+++ Exercise inputs +++

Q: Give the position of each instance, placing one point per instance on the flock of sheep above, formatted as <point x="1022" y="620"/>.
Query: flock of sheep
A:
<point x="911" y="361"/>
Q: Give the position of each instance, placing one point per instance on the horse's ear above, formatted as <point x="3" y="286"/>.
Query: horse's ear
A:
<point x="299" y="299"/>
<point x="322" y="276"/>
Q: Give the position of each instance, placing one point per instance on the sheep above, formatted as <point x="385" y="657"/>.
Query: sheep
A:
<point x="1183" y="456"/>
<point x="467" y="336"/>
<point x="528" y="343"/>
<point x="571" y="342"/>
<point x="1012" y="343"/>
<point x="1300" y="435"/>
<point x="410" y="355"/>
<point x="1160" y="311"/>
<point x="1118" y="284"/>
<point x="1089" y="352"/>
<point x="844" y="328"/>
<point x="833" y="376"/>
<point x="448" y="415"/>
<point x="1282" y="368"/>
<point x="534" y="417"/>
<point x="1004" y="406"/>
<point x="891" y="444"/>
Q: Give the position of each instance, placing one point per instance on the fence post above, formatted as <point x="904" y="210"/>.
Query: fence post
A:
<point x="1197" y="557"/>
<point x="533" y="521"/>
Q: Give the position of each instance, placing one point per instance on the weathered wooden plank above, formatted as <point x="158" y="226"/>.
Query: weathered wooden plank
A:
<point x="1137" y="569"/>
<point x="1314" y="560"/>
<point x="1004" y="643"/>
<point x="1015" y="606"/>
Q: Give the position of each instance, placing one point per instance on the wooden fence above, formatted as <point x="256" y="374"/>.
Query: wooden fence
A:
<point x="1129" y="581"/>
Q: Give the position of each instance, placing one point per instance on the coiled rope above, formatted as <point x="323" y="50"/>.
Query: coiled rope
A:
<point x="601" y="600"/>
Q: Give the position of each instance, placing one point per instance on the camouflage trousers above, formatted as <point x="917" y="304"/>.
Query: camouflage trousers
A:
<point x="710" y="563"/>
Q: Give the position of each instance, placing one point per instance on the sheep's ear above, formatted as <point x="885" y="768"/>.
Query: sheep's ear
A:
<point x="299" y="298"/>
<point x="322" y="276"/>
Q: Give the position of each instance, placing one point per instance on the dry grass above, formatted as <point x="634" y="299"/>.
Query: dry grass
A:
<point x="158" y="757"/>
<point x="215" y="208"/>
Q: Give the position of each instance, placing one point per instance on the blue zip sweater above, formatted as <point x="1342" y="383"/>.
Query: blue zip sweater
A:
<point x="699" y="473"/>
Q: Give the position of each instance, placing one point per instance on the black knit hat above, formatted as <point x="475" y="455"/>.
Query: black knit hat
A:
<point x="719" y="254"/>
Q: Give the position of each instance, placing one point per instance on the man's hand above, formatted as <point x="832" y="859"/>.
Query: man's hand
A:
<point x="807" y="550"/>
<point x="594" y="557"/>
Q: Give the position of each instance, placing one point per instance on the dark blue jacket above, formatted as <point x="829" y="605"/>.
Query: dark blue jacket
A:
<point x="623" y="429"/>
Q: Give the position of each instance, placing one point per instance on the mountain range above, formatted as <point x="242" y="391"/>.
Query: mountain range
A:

+++

» Work item: Copy out all of the records, keeping every line identical.

» Response box:
Q: Give the position of each instance, placing one point per instance on the flock of sheep above, formatted as <point x="1022" y="620"/>.
Query: flock of sheep
A:
<point x="911" y="361"/>
Q: Give the position of each instance, placing one point per instance on the horse's ear above, formatted as <point x="3" y="286"/>.
Query: horse's ear
A:
<point x="299" y="299"/>
<point x="322" y="276"/>
Q: Give the position of each instance, placing one point per instance on the sheep above, formatted as <point x="385" y="657"/>.
Query: sheep
A:
<point x="1183" y="456"/>
<point x="467" y="336"/>
<point x="528" y="343"/>
<point x="571" y="342"/>
<point x="1012" y="343"/>
<point x="1300" y="435"/>
<point x="410" y="355"/>
<point x="1160" y="311"/>
<point x="1118" y="284"/>
<point x="1089" y="352"/>
<point x="844" y="328"/>
<point x="833" y="376"/>
<point x="448" y="415"/>
<point x="1282" y="368"/>
<point x="534" y="417"/>
<point x="1004" y="406"/>
<point x="891" y="444"/>
Q: Give the position of each instance, placing one point per instance on the fence post above, formatted as <point x="904" y="210"/>.
Query: fence post
A:
<point x="1197" y="557"/>
<point x="533" y="521"/>
Q: Give the position of each instance, placing one point per instance on the weathered wooden plank above, formatted as <point x="158" y="226"/>.
Query: weathered wooden plank
A:
<point x="1137" y="569"/>
<point x="1314" y="560"/>
<point x="1004" y="643"/>
<point x="1015" y="606"/>
Q: Give the position of each instance, placing one point per instance on the wooden fence above, formatted as <point x="256" y="374"/>.
Query: wooden fence
A:
<point x="1129" y="581"/>
Q: Give the position of each instance, placing one point per instance on the coiled rope above, formatted as <point x="323" y="50"/>.
Query: coiled rope
A:
<point x="601" y="600"/>
Q: Give the position of each instance, placing one point per instance on the camouflage trousers above, formatted as <point x="917" y="304"/>.
Query: camouflage trousers
A:
<point x="710" y="563"/>
Q: Give the position of each instance, placing one point per instance on the sheep's ear above, formatted as <point x="885" y="768"/>.
Query: sheep's ear
A:
<point x="299" y="298"/>
<point x="322" y="276"/>
Q: Give the position of each instance, placing one point per instance on the dry grass above, formatted as <point x="634" y="299"/>.
Query: dry grass
A:
<point x="158" y="757"/>
<point x="215" y="208"/>
Q: Give the position of each instance, placing one point per instance on the blue zip sweater above, formatted as <point x="1342" y="383"/>.
Query: blue zip sweater
A:
<point x="699" y="473"/>
Q: Give the position of each instance, placing one point per instance on the black knit hat above, formatted as <point x="475" y="455"/>.
Query: black knit hat
A:
<point x="719" y="254"/>
Q: Give the position of each instance, placing one point per instance on the man's hand above, formatted as <point x="832" y="859"/>.
Query: man's hand
A:
<point x="807" y="550"/>
<point x="594" y="557"/>
Q: Give the position of each instance, placing one point per instance on the dark blue jacket above, formatted as <point x="829" y="605"/>.
Query: dark blue jacket
A:
<point x="623" y="429"/>
Q: Give the position of each instance, placing one point per instance on the mountain range above, formatted as <point x="242" y="391"/>.
Query: mountain range
A:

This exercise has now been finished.